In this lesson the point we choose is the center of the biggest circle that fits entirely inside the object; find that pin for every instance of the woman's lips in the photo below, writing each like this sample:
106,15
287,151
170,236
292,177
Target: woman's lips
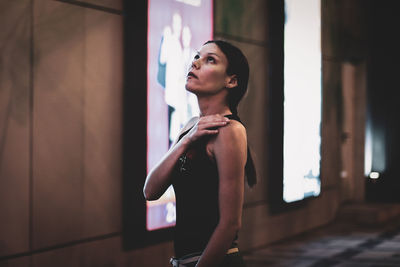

·····

WORK TO BE COMPLETED: Reproduce every one of the lines above word for word, but leave out the picture.

EXERCISE ANSWER:
In this lesson the point we choose is the center of the biggest circle that fits entirely inside the object; find that pin for every instance of the woman's lips in the photo below, writing each like this sample:
106,15
287,151
170,236
292,177
Target: woman's lips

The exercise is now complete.